» **What is asked**
Can you swap "Scan" for "Search" throughout the items below and leave everything else unchanged?

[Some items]
======
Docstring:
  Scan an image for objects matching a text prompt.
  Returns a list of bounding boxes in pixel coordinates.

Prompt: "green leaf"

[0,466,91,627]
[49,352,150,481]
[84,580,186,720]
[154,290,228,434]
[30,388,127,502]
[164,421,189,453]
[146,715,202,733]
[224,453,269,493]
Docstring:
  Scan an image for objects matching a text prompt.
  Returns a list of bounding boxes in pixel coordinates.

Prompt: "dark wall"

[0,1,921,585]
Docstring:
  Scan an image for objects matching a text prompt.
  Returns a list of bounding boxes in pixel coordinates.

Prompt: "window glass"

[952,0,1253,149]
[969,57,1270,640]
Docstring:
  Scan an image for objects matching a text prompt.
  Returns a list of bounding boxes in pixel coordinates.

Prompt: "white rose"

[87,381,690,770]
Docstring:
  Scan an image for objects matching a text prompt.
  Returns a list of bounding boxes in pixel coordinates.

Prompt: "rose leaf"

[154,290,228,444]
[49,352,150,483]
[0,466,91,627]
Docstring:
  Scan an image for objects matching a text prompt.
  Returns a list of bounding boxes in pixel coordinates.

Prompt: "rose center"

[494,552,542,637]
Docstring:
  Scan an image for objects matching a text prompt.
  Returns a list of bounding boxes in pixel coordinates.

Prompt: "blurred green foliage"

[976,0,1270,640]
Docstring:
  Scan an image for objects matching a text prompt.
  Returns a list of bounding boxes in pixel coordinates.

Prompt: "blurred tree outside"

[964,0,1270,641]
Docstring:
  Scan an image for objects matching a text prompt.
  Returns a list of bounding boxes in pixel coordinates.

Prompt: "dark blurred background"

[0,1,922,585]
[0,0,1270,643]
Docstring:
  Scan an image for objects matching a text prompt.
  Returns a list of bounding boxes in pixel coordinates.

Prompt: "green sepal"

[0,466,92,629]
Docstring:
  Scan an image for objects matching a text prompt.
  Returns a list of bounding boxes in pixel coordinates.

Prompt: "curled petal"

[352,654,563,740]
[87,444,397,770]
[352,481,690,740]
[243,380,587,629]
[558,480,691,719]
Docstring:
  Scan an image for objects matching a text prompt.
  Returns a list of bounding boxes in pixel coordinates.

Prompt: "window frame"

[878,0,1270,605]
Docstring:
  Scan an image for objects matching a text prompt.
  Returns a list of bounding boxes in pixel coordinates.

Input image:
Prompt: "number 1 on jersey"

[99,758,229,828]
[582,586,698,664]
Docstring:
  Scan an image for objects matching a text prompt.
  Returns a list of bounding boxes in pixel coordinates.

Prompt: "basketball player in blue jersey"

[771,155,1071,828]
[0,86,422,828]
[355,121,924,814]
======
» **Answer for the task**
Docstring:
  Search an image for objects matching a text prompt.
  Returns a list of bounding boxes in pixel coordinates.

Prompt: "green leaf"

[0,466,91,627]
[49,352,150,481]
[84,580,186,720]
[154,290,228,434]
[30,388,127,502]
[164,421,189,453]
[146,715,202,733]
[224,453,269,493]
Docstring:
  Search an image for objects matching a text prompt.
  Returns a list of bounding boxes in pixel coordinates.

Prompt: "dark wall"

[0,1,921,585]
Docstring:
  Search an image for objects matching a text prompt.
  Returns a list of bounding boxes in pixel coordinates.

Prompt: "window glass"

[952,0,1253,149]
[969,57,1270,640]
Docstring:
  Search an image for objects matching a text prompt.
  Returns a list of bounding boxes in pixel coordinates.

Prompt: "white rose"

[87,381,690,770]
Docstring:
  Search an image for objects matching a text prompt.
  Returns a list of bounding boxes in pixel coordinates.

Prompt: "rose leaf"

[154,290,228,444]
[49,352,150,483]
[0,466,91,627]
Docstring:
  Search an image for objects matching a text prompt.
  Returns a list of bounding boxes in pixel coordinates.

Prompt: "rose center"

[494,552,542,637]
Docstring:
  Search an image for objects matching a text prompt.
  Returns a list of bounding boxes in pixel coordinates.

Prompt: "blurred green foliage"

[976,0,1270,640]
Docstring:
  Search an image for objects matching a text prompt.
  Returns a list of bounding boxes in pixel coordinates.

Prompt: "blurred tree outside"

[964,0,1270,641]
Docstring:
  Search an image for objects matching a text prompt.
  Returns a list of bounding boxes in pixel coordinates.

Prompt: "dark blurred background"

[0,1,922,585]
[0,0,1270,643]
Docstring:
  Search an image for objects matching a text prompt.
  Returns a list of bounding boxes in pixel coordinates.

Prompt: "green sepal"

[0,466,92,629]
Docstring:
  Search an image for objects matching a text prompt.
  Returns a list of bounding boxes in pixel coordinates.

Prompt: "curled petal"

[352,654,563,740]
[87,444,397,770]
[352,481,690,740]
[243,380,587,629]
[558,480,691,719]
Docstring:
  Search an image for objects matching a text prompt.
  Returns a list of bounding boxes in pixel coordinates.

Prompt: "window frame"

[878,0,1270,605]
Docstring:
  Search an image for objects matching a text prompt.
  Returns a list of bounding boxes in pixel coordinates.

Input image:
Prompt: "number 1 on jersey"

[99,758,229,828]
[582,586,698,664]
Docstring:
  Search an image for objects matching a text prompt.
  Returns a list of bounding boxes in pixel coordinates.

Prompt: "basketball player in blue jersey"

[771,155,1071,828]
[0,86,422,828]
[355,121,924,814]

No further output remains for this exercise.